[START SUPPLIED DATA]

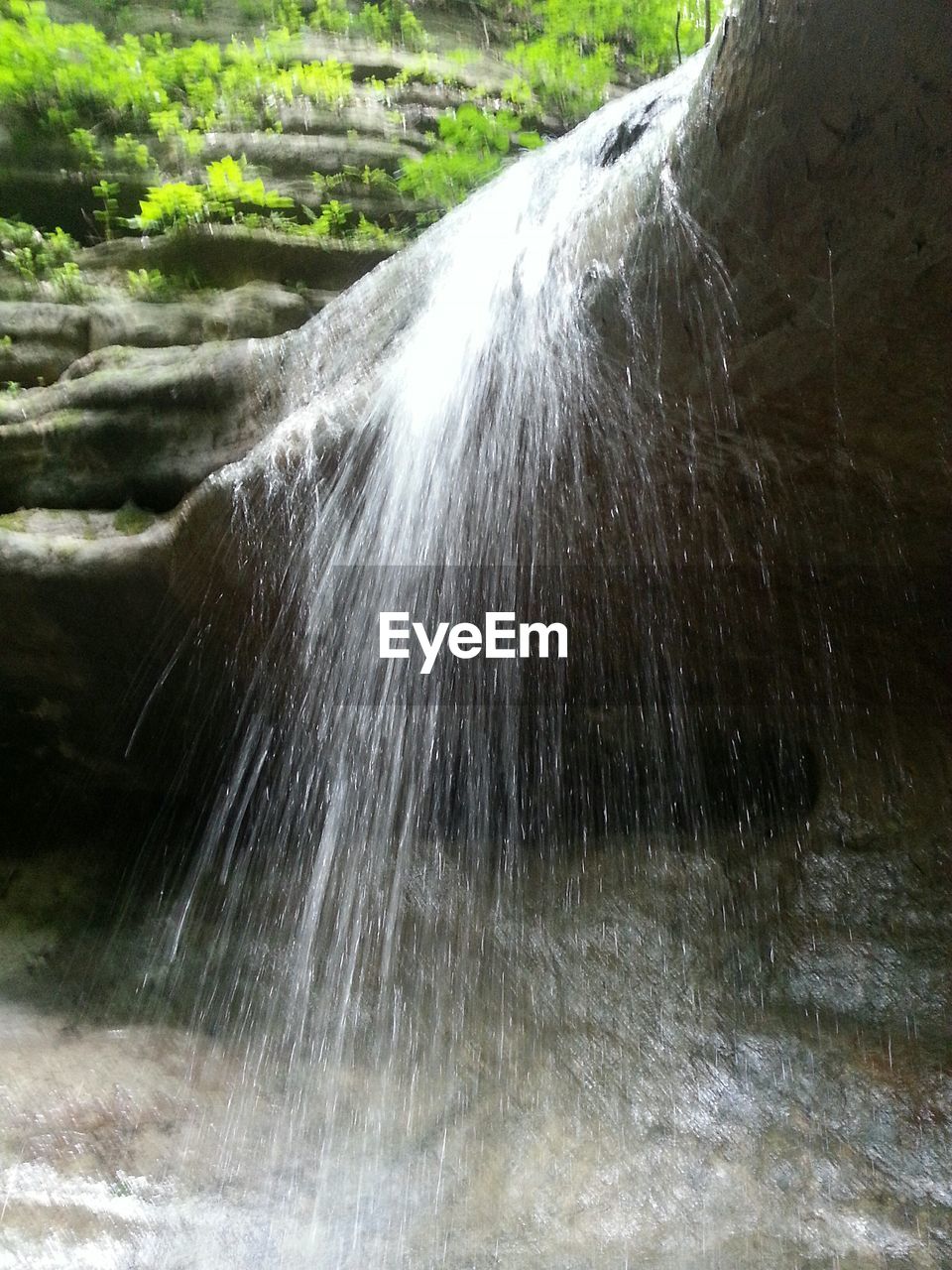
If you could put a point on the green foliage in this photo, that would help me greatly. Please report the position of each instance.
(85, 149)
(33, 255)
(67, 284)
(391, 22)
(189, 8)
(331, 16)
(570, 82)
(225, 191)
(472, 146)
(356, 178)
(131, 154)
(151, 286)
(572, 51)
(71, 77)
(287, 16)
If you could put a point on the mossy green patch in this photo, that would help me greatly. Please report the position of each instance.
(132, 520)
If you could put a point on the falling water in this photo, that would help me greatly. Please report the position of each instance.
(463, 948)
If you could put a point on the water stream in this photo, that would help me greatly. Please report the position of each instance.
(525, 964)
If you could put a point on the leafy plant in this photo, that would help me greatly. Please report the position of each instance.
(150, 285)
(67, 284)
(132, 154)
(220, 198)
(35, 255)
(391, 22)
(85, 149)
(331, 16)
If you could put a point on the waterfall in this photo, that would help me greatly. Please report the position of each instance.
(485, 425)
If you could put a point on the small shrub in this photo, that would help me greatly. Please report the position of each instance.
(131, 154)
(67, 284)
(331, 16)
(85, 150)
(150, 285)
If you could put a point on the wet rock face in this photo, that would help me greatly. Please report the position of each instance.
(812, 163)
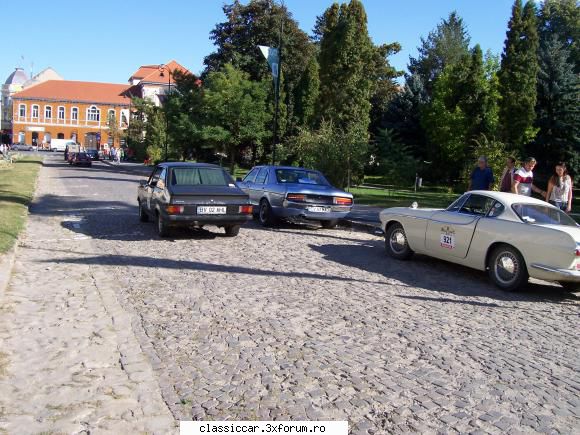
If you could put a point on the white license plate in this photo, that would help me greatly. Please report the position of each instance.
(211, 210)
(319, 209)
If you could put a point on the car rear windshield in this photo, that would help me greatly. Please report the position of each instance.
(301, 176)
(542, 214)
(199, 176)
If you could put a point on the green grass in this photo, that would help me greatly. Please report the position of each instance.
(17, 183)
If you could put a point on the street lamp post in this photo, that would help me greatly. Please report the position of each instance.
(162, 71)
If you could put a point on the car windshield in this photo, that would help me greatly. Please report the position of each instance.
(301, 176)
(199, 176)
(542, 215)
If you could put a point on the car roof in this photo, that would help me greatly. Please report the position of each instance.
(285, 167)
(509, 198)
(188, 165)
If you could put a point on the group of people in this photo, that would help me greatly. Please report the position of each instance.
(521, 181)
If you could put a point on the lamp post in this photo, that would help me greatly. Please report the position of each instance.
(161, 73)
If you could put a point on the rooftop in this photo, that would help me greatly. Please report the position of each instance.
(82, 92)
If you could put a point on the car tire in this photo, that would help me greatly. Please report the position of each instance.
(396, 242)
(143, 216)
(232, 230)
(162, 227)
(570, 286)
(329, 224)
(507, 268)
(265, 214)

[END SUPPLIED DATA]

# EXERCISE DESCRIPTION
Extract every line from the one containing "If you could put a point on the street" to the end of the entries, including both of those lines, exactly as given and with nothing added.

# EXERCISE RESULT
If you could put a point on the street lamp post in this photo, that would help me greatly. Please report the position of each instance.
(162, 71)
If you could put a point on the car windshield in this photo, that would help me greatly. Please report the position of each instance.
(301, 176)
(199, 176)
(542, 215)
If you could put a point on the car roof in this photo, that would help me greatly. Please report the position of each instance.
(285, 167)
(509, 198)
(188, 165)
If you could put a point on the group of people in this photo, that would help me greatly. Please report the position of each instance.
(521, 181)
If you could put a point on the lamp post in this photo, that would help me greatly. Please report the position of each instance.
(161, 73)
If you could put a point on the rooftop in this photo, that would help me greatly. Please report the position of each instance.
(82, 92)
If you could put a point on the car tire in this photo, that would help me greatly. Please report the position of each instance.
(396, 242)
(143, 216)
(232, 230)
(162, 227)
(570, 286)
(329, 224)
(507, 268)
(265, 214)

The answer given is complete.